ASSIGNMENT: In the records, find each line where "pond" occurs, and copy it.

INFORMATION SHOWN:
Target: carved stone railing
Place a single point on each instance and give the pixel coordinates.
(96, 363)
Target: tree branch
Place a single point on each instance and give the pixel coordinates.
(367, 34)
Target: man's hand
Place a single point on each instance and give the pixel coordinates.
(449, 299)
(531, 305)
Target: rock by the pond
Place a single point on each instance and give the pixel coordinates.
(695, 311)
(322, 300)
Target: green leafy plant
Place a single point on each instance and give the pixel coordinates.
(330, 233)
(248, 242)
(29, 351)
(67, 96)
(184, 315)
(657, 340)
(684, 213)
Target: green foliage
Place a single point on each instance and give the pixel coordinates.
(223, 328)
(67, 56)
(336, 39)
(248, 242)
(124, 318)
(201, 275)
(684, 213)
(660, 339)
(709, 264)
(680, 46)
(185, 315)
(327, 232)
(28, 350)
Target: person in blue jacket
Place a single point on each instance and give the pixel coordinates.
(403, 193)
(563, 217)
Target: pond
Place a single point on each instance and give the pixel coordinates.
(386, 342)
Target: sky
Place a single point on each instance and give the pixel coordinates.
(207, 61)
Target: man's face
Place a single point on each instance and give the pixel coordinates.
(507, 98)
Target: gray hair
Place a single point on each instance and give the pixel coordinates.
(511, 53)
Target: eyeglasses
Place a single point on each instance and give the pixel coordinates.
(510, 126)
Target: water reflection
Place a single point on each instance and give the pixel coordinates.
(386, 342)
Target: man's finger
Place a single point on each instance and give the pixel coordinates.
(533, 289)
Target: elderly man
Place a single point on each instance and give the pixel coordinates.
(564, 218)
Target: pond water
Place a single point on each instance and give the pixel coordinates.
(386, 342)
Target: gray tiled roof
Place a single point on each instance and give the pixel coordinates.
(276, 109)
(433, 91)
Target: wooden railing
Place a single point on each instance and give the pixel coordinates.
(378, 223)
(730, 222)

* * *

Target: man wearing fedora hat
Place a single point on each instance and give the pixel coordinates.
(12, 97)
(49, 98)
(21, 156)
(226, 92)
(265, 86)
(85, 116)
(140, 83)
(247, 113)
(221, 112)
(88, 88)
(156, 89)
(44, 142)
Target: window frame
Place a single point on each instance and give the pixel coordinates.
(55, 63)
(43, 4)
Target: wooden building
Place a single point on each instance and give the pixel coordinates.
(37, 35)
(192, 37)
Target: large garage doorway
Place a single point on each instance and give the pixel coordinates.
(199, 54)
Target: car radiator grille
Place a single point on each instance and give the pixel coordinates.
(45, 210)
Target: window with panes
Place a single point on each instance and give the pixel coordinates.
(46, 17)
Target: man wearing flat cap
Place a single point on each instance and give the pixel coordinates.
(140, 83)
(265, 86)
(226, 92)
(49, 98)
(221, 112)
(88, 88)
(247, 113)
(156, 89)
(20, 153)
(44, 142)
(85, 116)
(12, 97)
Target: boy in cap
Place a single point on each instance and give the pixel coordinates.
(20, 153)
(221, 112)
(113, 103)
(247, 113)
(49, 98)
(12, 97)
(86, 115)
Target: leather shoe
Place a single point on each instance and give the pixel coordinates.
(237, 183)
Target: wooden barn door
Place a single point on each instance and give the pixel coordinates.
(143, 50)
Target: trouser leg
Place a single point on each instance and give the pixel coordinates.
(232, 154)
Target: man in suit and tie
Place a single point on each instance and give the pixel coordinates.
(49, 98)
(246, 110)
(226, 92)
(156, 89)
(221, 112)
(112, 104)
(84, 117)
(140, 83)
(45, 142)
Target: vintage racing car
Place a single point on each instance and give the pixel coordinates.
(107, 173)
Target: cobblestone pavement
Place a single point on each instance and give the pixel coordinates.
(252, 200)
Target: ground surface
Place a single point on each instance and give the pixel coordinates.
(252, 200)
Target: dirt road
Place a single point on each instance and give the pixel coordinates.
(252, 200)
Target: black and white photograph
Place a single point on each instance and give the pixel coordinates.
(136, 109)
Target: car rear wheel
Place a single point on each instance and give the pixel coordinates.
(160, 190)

...

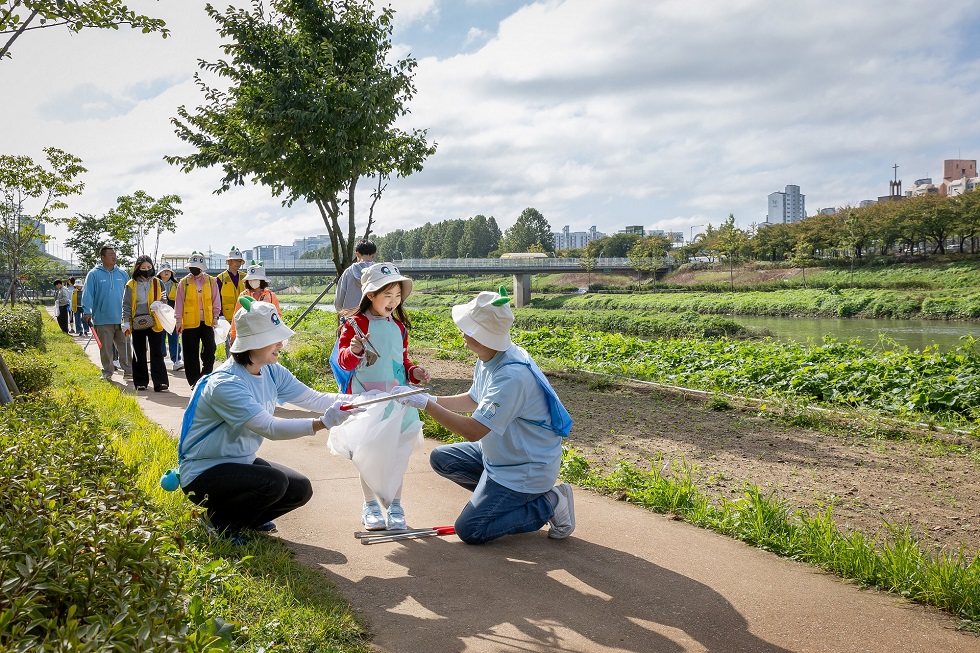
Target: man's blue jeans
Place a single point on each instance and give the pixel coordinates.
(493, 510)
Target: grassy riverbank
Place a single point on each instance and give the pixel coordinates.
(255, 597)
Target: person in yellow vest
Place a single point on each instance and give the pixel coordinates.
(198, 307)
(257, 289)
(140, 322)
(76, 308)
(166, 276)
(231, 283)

ANSWER SPACE:
Target: rock by the pond
Target: pond
Target: pond water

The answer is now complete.